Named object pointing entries
☆ ☆ ☆ ☆ ☆ ☆ ☆

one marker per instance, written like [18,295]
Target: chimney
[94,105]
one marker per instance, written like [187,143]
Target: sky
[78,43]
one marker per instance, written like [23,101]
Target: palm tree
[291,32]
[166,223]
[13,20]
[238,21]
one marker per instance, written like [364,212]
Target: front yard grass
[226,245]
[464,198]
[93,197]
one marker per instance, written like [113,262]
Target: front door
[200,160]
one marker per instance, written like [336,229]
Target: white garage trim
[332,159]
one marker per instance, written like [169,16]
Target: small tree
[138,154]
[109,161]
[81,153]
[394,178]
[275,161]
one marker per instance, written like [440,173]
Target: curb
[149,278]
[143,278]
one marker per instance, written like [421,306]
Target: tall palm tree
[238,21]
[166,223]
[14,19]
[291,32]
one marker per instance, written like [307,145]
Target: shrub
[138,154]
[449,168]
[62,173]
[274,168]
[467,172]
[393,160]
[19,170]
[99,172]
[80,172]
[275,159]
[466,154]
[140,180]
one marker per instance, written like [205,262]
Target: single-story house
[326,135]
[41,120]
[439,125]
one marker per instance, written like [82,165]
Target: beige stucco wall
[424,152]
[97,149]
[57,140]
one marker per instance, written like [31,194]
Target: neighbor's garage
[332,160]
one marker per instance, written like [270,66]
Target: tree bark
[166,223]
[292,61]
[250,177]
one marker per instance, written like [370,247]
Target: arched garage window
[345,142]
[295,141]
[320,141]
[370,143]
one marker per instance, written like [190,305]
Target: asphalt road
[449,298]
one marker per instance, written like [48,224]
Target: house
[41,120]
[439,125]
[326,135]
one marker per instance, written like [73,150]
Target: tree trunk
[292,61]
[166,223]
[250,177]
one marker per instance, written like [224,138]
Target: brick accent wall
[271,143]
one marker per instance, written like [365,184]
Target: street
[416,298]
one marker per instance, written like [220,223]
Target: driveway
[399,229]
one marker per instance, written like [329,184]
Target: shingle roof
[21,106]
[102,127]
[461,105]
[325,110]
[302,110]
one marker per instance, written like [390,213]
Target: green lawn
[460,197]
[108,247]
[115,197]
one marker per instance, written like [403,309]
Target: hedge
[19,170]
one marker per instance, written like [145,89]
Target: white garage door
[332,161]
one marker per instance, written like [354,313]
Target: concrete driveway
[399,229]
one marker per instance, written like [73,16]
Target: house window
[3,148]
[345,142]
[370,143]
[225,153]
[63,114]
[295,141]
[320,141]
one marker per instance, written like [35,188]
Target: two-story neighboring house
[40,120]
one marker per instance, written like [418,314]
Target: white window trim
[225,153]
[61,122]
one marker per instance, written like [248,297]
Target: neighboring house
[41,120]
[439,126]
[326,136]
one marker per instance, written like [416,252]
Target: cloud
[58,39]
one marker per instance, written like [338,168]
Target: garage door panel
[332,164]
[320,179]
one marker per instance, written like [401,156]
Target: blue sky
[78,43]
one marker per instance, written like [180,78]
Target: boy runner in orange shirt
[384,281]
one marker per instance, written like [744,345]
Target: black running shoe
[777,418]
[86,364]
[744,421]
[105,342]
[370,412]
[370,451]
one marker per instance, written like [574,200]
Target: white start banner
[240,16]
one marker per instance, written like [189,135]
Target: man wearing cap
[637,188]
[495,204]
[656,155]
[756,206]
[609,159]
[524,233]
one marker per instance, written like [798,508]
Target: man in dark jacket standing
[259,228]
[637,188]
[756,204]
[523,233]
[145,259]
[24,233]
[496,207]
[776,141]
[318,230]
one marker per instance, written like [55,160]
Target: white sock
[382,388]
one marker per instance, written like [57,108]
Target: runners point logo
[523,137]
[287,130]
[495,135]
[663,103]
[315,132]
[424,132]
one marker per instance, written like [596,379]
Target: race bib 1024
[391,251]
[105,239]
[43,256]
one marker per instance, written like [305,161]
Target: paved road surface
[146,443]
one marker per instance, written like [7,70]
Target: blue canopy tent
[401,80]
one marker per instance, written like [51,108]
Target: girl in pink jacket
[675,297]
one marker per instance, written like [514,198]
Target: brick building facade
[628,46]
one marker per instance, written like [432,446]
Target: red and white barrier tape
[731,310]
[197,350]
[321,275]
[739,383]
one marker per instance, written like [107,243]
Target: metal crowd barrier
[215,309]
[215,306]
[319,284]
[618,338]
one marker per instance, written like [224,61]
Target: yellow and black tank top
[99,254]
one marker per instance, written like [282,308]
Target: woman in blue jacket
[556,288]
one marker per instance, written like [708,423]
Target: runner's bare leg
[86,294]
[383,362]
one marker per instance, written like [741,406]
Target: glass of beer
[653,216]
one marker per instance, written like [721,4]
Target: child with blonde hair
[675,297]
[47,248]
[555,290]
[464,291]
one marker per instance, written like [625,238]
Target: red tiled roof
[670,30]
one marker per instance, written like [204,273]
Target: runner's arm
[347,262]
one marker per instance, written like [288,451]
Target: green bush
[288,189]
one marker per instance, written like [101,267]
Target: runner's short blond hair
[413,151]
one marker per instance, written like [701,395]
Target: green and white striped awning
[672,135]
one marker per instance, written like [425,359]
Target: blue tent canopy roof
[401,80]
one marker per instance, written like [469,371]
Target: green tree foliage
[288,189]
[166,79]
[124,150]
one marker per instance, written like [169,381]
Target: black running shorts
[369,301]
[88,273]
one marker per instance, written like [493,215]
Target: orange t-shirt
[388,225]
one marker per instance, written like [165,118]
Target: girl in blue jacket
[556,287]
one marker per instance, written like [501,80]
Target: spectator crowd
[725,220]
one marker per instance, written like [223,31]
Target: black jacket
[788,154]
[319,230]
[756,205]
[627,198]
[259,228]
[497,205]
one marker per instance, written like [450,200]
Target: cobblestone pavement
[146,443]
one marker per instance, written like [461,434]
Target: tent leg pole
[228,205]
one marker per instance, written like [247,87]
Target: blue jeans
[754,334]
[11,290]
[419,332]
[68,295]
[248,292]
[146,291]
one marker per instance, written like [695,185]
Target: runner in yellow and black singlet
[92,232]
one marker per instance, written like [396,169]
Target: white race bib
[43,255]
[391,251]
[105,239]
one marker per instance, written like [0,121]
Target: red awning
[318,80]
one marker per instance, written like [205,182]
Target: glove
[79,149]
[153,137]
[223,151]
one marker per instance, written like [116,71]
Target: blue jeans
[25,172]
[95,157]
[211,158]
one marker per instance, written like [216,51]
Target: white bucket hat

☆ ☆ ☆ ☆ ☆ ☆ ☆

=== PROMPT ===
Every entry should be printed again exactly as it stands.

=== EXERCISE RESULT ===
one marker per instance, written like [18,295]
Target: chimney
[94,105]
one marker per instance, written like [187,143]
Target: sky
[78,43]
one marker per instance, written like [23,101]
Target: palm tree
[291,32]
[166,223]
[13,20]
[238,21]
one marker per instance, written like [364,212]
Target: front yard grass
[226,245]
[464,198]
[93,197]
one marker per instance, written like [113,262]
Target: front door
[200,160]
one marker per instance, written like [336,229]
Target: white garage trim
[332,159]
one marker per instance, written like [169,16]
Target: small tree
[138,154]
[109,161]
[81,153]
[394,178]
[275,161]
one marker per instance, written like [440,173]
Target: curb
[149,278]
[143,278]
one marker per instance, written like [421,306]
Target: tall palm tree
[238,21]
[166,223]
[14,19]
[291,32]
one marker per instance, written like [307,145]
Target: shrub
[138,154]
[449,168]
[62,173]
[274,168]
[467,172]
[393,160]
[19,170]
[99,172]
[80,172]
[275,159]
[466,154]
[140,180]
one marker per instance, written like [205,262]
Target: single-story house
[326,135]
[41,120]
[439,125]
one marker per instance, written like [82,165]
Target: beige stucco wall
[424,152]
[97,149]
[57,140]
one marker per instance, written like [31,194]
Target: neighbor's garage
[332,160]
one marker per instance, written like [270,66]
Target: tree bark
[166,223]
[292,61]
[250,177]
one marker per instance, written like [370,247]
Target: arched garage window
[345,142]
[295,141]
[320,141]
[370,143]
one marker per instance, written like [190,305]
Target: asphalt road
[449,298]
one marker per instance, written like [48,224]
Target: house
[41,120]
[439,125]
[326,135]
one marker per instance, written like [73,150]
Target: tree trunk
[292,61]
[166,223]
[250,177]
one marker per instance, written like [224,138]
Target: brick accent wall
[271,143]
one marker per instance, written like [365,184]
Target: street
[416,298]
one marker per instance, written like [220,223]
Target: driveway
[399,229]
one marker per instance, written like [329,184]
Target: shingle roof
[21,106]
[102,127]
[461,105]
[325,110]
[302,110]
one marker per instance, written like [390,213]
Target: green lawn
[460,197]
[108,247]
[115,197]
one marker per instance, written like [403,309]
Target: hedge
[19,170]
one marker per instance, written like [145,89]
Target: white garage door
[332,161]
one marker per instance, written like [354,313]
Target: concrete driveway
[399,229]
one marker per instance, written like [73,16]
Target: house window
[3,148]
[345,142]
[370,143]
[225,153]
[63,114]
[295,141]
[320,141]
one marker per instance, written like [35,188]
Target: two-story neighboring house
[40,120]
one marker per instance, written like [418,314]
Target: white window trim
[225,153]
[61,122]
one marker per instance, written like [248,297]
Target: neighboring house
[41,120]
[439,126]
[326,136]
one marker per instance, written like [416,252]
Target: cloud
[58,39]
one marker per instance, written like [338,168]
Target: garage door panel
[332,164]
[320,179]
one marker per instance, written like [401,156]
Target: blue sky
[78,43]
one marker per instance, written like [180,78]
Target: boy runner in orange shirt
[384,281]
one marker per instance, written like [744,345]
Target: black running shoe
[777,418]
[86,364]
[744,421]
[105,342]
[370,412]
[370,451]
one marker per instance, written like [574,200]
Target: white start banner
[240,16]
one marker per instance, written like [189,135]
Target: man wearing cap
[637,188]
[495,204]
[656,155]
[756,206]
[609,159]
[524,233]
one marker per instance, written like [798,508]
Target: man in dark jacket standing
[259,228]
[637,188]
[756,204]
[523,233]
[145,259]
[24,233]
[496,207]
[776,141]
[318,230]
one marker per instance, written like [55,160]
Target: white sock
[382,388]
one marker per instance, written like [57,108]
Target: runners point logo
[523,137]
[287,130]
[495,135]
[663,103]
[315,132]
[424,132]
one marker per instance, written like [596,379]
Target: race bib 1024
[391,251]
[105,239]
[43,256]
one marker per instance, written like [305,161]
Target: paved road surface
[146,443]
one marker per instance, written like [7,70]
Target: blue canopy tent
[401,80]
one marker per instance, written like [51,108]
Target: girl in pink jacket
[675,297]
one marker per instance, written like [514,198]
Target: brick building facade
[628,46]
one marker per instance, written like [432,446]
Target: red and white barrier tape
[731,310]
[197,350]
[321,275]
[739,383]
one marker per instance, written like [107,243]
Target: metal crowd barrier
[215,309]
[215,306]
[319,284]
[618,338]
one marker per instance, written like [224,61]
Target: yellow and black tank top
[99,254]
one marker per instance, written like [282,308]
Target: woman in blue jacket
[556,288]
one marker per instance, written like [708,423]
Target: runner's bare leg
[86,294]
[383,362]
one marker per instance, written like [741,406]
Target: glass of beer
[653,216]
one marker per instance, written like [721,4]
Target: child with blonde hair
[675,297]
[47,248]
[555,290]
[464,291]
one marker per instance, written like [625,238]
Target: red tiled roof
[670,30]
one marker per instance, written like [204,273]
Target: runner's arm
[347,262]
one marker per instance, written like [288,451]
Target: green bush
[288,189]
one marker per instance, written like [101,267]
Target: runner's short blond hair
[413,151]
one marker per instance, written like [701,395]
Target: green and white striped awning
[672,135]
one marker per instance, written like [425,359]
Target: blue tent canopy roof
[401,80]
one marker per instance, written like [469,371]
Target: green tree foliage
[288,189]
[166,79]
[124,150]
one marker per instance, written like [169,381]
Target: black running shorts
[369,301]
[88,273]
one marker per instance, written like [493,215]
Target: orange t-shirt
[388,225]
one marker per instance, written like [165,118]
Target: girl in blue jacket
[556,287]
one marker per instance, written like [501,80]
Target: spectator crowd
[725,220]
one marker per instance, written like [223,31]
Target: black jacket
[788,154]
[319,230]
[756,205]
[627,198]
[259,228]
[497,205]
one marker per instance, written like [450,200]
Target: cobblestone pavement
[146,443]
one marker per instance, written like [461,434]
Target: tent leg pole
[228,205]
one marker per instance, written like [247,87]
Target: blue jeans
[754,334]
[11,290]
[419,332]
[68,295]
[248,292]
[146,291]
one marker per instance, written like [695,185]
Target: runner in yellow and black singlet
[92,232]
one marker per instance, written like [396,169]
Target: white race bib
[43,255]
[391,251]
[105,239]
one marker per instance, written like [0,121]
Target: red awning
[318,80]
one marker per instance, written like [205,182]
Target: glove
[79,149]
[153,137]
[223,151]
one marker per instance, written like [116,71]
Target: blue jeans
[25,172]
[95,157]
[211,158]
one marker per instance, written like [216,51]
Target: white bucket hat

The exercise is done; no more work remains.